* Problem statement
Pictures stay out; everything else in the records below is copied exactly.

* Records shown
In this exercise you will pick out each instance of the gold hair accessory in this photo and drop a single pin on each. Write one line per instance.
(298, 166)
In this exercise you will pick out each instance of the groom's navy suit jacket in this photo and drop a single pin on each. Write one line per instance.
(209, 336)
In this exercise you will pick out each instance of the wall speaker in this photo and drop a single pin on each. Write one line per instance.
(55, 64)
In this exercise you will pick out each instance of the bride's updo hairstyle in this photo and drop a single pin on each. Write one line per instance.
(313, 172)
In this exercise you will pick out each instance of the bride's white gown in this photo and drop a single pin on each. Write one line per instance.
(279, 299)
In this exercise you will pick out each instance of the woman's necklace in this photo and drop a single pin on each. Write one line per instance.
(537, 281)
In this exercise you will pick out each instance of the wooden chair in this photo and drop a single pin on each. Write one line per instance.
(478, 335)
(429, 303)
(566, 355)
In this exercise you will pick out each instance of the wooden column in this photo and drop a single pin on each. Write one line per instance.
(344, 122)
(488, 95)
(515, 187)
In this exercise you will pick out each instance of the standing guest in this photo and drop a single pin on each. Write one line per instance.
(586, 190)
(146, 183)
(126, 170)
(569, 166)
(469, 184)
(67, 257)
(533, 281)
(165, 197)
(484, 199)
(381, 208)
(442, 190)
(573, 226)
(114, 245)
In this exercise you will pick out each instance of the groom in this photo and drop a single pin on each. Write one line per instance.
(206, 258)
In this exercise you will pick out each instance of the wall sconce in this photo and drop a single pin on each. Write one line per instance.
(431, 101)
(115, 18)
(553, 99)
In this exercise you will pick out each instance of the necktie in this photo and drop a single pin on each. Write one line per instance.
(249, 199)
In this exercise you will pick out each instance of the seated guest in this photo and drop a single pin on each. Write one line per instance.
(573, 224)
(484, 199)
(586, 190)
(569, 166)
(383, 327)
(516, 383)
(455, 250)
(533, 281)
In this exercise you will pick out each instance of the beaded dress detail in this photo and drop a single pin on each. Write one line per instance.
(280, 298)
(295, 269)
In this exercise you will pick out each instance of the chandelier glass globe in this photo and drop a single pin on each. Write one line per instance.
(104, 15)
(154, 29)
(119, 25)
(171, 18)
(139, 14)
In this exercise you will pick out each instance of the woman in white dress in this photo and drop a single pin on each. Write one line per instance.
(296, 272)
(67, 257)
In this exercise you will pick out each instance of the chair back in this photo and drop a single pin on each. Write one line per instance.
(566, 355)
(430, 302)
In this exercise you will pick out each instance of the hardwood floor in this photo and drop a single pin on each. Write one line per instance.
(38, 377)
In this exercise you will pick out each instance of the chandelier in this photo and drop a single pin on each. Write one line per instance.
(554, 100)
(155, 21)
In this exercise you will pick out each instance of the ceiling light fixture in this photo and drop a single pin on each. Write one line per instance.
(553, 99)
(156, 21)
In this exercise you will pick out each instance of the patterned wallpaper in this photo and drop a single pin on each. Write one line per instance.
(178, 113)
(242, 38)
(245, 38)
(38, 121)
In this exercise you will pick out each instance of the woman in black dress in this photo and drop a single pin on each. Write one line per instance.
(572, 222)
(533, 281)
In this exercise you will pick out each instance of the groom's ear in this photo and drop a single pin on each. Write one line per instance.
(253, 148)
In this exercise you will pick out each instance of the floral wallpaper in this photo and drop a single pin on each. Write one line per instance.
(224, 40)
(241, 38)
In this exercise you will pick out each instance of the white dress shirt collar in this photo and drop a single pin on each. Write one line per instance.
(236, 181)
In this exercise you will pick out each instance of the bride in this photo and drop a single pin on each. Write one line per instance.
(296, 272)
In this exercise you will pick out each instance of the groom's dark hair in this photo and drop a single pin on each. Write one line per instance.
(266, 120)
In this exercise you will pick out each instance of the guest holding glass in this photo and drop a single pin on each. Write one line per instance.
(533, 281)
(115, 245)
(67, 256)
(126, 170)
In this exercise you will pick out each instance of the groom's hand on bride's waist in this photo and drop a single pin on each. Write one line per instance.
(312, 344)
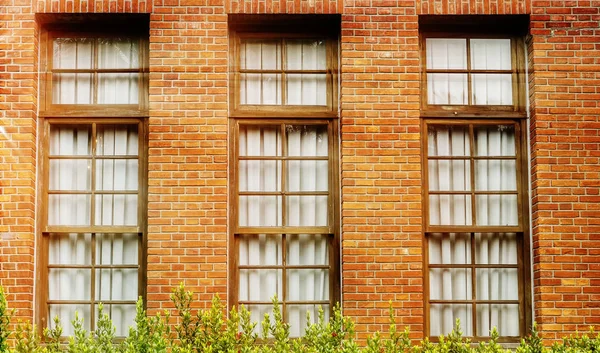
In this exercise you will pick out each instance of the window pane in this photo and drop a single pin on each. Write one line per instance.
(497, 284)
(491, 89)
(262, 211)
(70, 140)
(118, 53)
(449, 175)
(307, 249)
(72, 53)
(495, 140)
(447, 89)
(260, 249)
(70, 249)
(505, 317)
(442, 318)
(496, 248)
(450, 284)
(450, 210)
(490, 54)
(452, 248)
(498, 210)
(446, 53)
(117, 249)
(445, 140)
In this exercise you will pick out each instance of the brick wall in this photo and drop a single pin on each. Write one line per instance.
(380, 150)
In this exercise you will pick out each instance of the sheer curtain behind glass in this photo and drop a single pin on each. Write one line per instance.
(81, 265)
(472, 181)
(283, 181)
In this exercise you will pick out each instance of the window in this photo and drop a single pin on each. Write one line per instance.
(476, 210)
(93, 206)
(284, 214)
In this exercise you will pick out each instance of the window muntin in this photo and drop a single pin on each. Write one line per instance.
(284, 227)
(94, 224)
(290, 74)
(472, 74)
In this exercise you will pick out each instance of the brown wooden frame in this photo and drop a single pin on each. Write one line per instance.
(331, 230)
(519, 99)
(92, 115)
(330, 110)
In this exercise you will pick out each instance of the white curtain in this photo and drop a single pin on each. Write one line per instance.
(452, 88)
(491, 174)
(66, 209)
(112, 88)
(302, 210)
(266, 88)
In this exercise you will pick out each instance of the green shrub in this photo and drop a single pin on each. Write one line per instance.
(211, 331)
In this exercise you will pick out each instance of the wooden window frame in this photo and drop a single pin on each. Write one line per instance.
(517, 71)
(95, 26)
(330, 110)
(49, 109)
(332, 230)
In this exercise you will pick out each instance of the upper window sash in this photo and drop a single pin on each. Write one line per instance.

* Correct answer
In this exercise you will pick out each instance of the gold hair accessory in this photo and drop a single pin on each. Write one line per instance.
(298, 166)
In this exercise you will pick out each instance of the groom's navy suit jacket in this photo and drop a single pin on each. Write one line per instance.
(209, 336)
In this exercise you will pick out each instance of the wall speaker in this photo and drop a single pin on each. Write one line per instance.
(55, 64)
In this exercise you will pick out each instance of the bride's updo hairstyle in this photo and drop a single pin on each. Write one line per instance.
(313, 172)
In this exercise you will pick out each instance of the bride's white gown in this photo and drop a single pin on each. Write one line per instance.
(279, 299)
In this exercise you will pick out each instance of the woman's necklace in this photo and drop a single pin on each. Write one line per instance.
(537, 281)
In this exercise you will pick out each instance of the wooden chair in this photo and drop a single pin on each. Write one line per instance.
(478, 335)
(429, 303)
(566, 355)
In this exercise you will pick out each instance of the wooden column in this photo and drop a single pin on each. Write one line per instance.
(344, 122)
(488, 95)
(515, 187)
In this exercise you will pick out each instance of the standing guest in this photo and drop a single pin on each. Write one line per instance.
(586, 190)
(146, 183)
(126, 170)
(569, 166)
(469, 184)
(67, 257)
(533, 281)
(165, 197)
(484, 199)
(381, 208)
(442, 190)
(573, 226)
(114, 245)
In this exercise you will pick out each instance of the groom in this photo and drop a single pin on each. Write one line per instance.
(206, 258)
In this exercise you will pick out each instance of the wall sconce in this photo and drop a single pin on each. Write one line per instance.
(431, 101)
(115, 18)
(553, 99)
In this exercise you will pick out each instance of the necktie in this photo and drop a single pin on each. Write one line per instance.
(249, 199)
In this exercise you will pick out each instance of the seated guest in this photo and drop a single pin on each. Write one line per instance.
(573, 224)
(484, 199)
(586, 190)
(569, 166)
(383, 327)
(516, 383)
(455, 250)
(533, 281)
In this exercise you will pick out each instance of the beaded dress detail in this photo and drop a single pin on each. Write one line per instance.
(280, 298)
(295, 269)
In this exercise you will pick out each instance of the chandelier glass globe in this photo and drop a single pin on each. Write one line per instance.
(104, 15)
(154, 29)
(119, 25)
(171, 18)
(139, 14)
In this exercise you will pick out each instance of the woman in white dress in this photo and drop a single pin on each. Write one line per instance.
(296, 272)
(67, 257)
In this exercise you will pick out each instance of the chair back in this photo and drop a single pin on each. Write one line per instance.
(566, 355)
(430, 302)
In this exercise you will pick out each instance of the hardwood floor in this photo and drop a single pin on each. Write one line per instance.
(38, 377)
In this exercise you will pick out each instance of the chandelier in this photo and drop a single pin on each. Write one line per instance.
(554, 100)
(155, 21)
In this exercise you will pick out each instance of the ceiling light fixture in this photo and drop a single pin on each. Write one line per instance.
(553, 99)
(156, 21)
In this exercise you will pick out each instance of the patterned wallpaper in this photo and drop a single pin on each. Write one line per instance.
(178, 113)
(242, 38)
(245, 38)
(38, 121)
In this exercise you will pick out each instance of the woman in black dress in this photo and drop a single pin on each. Write one line per instance.
(572, 222)
(533, 281)
In this exercise you will pick out each instance of the groom's ear in this photo and drop a single pin on each. Write one line per instance.
(253, 148)
In this exercise you will pick out each instance of the floral wallpaper in this photo and drop a single pin on each. Write one line per instance.
(224, 40)
(241, 38)
In this exercise you will pick out each instance of the white dress shirt collar in this photo and drop a single pin on each. Write one line per instance.
(236, 181)
In this exercise you will pick out each instance of the bride in this photo and drop a single pin on each. Write one line per instance.
(296, 272)
In this exercise you will pick out each instance of the groom's dark hair in this photo and drop a single pin on each. Write one line per instance.
(266, 120)
In this exercise you will pick out each instance of the guest holding glass in this photo and drop a single pin on each. Write one line per instance.
(533, 281)
(115, 245)
(67, 256)
(126, 170)
In this exercise you will pick out each instance of the groom's hand on bride's waist in this photo and drop a single pin on each. Write one line per instance.
(312, 344)
In this exercise you will pick out each instance of the window pane in this photo and drop a single pin on each. Write one line per instance.
(497, 284)
(491, 89)
(262, 211)
(70, 140)
(118, 53)
(449, 175)
(307, 249)
(72, 53)
(495, 140)
(447, 89)
(260, 249)
(70, 249)
(505, 317)
(442, 318)
(496, 248)
(450, 284)
(450, 210)
(490, 54)
(452, 248)
(498, 210)
(446, 53)
(117, 249)
(445, 140)
In this exercise you will pick out each instance of the brick wall in this photo and drop a single pin on each. Write one line per instance.
(380, 150)
In this exercise you will pick out each instance of the sheer curtain behind glass in this photo and drop a single pin on each. Write one line per instance.
(81, 265)
(472, 181)
(283, 181)
In this exercise you will pick out each instance of the window in this photo and drop a single pin on each. Write one line per instance.
(476, 210)
(93, 206)
(284, 214)
In this exercise you will pick out each instance of the window muntin in this photo and drop a single pin on each. Write one line per instance.
(284, 227)
(94, 224)
(290, 74)
(472, 74)
In this exercise you will pick out each instance of the brown wooden frame in this photo and drop a single pin on each. Write one line per instance.
(331, 230)
(519, 99)
(92, 115)
(330, 110)
In this exercise you will pick out each instance of the white curtain in this photo and drop a single pin on each. Write one line per instance.
(452, 88)
(491, 174)
(66, 209)
(112, 88)
(302, 210)
(266, 88)
In this exercise you will pick out each instance of the green shrub in this photo and drop a single pin on each. Write one line per instance.
(211, 331)
In this exercise you will pick out each instance of the wooden window frame in this photo and drop a single pin on each. Write one line per instance.
(517, 71)
(95, 26)
(330, 110)
(49, 109)
(332, 230)
In this exercise you will pick out each instance of the upper window sash in this photo and drop a single pin on each. Write one line per instance.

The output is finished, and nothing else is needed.